[EXERCISE TEXT]
------------
Among the several findings of the H2020 TEMPO project, the following ones are the main learnings:
- The TEMPO innovations have proven their usefulness in the development and deployment of district heating networks.
- Reducing the return temperature, implementing demand side management features and end-user information/feedback can have additional benefits versus a high-temperature operation as a traditional network operation.
- Further insights into building, system and network behaviour are essential for future projects and a lot of data was gathered from the monitoring campaigns to investigate the DH network operations and to train the data-driven models. The development of a control system needs to start from data analysis, rather than from a modelling perspective.
- Demand side management should be considered from the design phase of a project for easy integration. This will prevent cascading control systems which overrule each other and do not perform the control action. For existing buildings, the integration of TEMPO Innovations is much more challenging.
------------
[DATA EXTRACT]
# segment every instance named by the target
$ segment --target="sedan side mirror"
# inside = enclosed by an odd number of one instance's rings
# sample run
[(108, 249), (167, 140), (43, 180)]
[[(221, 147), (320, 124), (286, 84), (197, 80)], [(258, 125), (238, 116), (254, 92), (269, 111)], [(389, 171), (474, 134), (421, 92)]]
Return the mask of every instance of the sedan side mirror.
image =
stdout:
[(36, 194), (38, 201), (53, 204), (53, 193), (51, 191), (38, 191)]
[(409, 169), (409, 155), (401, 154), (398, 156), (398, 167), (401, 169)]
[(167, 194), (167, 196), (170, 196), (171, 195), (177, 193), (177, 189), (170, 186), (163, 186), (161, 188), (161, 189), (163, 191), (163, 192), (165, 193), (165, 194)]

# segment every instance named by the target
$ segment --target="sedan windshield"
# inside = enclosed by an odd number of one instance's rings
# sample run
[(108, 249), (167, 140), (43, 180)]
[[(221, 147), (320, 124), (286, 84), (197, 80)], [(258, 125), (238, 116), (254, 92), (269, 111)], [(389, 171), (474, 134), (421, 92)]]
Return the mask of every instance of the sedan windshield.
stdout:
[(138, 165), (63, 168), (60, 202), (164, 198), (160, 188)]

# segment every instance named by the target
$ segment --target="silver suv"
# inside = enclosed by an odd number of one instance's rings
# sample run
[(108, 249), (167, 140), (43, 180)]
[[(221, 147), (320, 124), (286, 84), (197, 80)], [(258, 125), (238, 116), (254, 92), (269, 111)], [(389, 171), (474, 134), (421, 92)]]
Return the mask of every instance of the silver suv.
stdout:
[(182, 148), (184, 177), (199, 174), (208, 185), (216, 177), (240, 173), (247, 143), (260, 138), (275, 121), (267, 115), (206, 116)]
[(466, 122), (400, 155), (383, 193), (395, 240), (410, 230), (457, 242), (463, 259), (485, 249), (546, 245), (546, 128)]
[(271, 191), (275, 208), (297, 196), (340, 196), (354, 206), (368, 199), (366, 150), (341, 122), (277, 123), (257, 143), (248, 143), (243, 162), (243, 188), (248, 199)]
------------
[YOUR GOAL]
Resume the text on the TEMPO project's findings from its last sentence. The material was taken from a separate source.

[RESPONSE AREA]
- Integration of innovations in district heating networks is challenging, and there is a need for system integrators (IT and HVAC), who do this as their daily-to-daily business. Control and control integration is less advanced than expected. The implementation of ICT and monitoring equipment needs to be carefully planned to ensure full connectivity and interoperability.
- Innovations developed in TEMPO made it easier to detect and diagnose suboptimal behaviour in specific buildings. However, legal and organisational hurdles meant that in most cases it was not possible to share the information with the end consumers and carry out audits of the building installations to ascertain the cause of suboptimal behaviour, let alone to remediate the issues rapidly.
All demonstrations have delivered highly relevant lessons for further market roll out of the innovations (e.g., adaptability, maturity, future investigations needed) that will be made accessible e.g., as part of the exploitation and replication activities.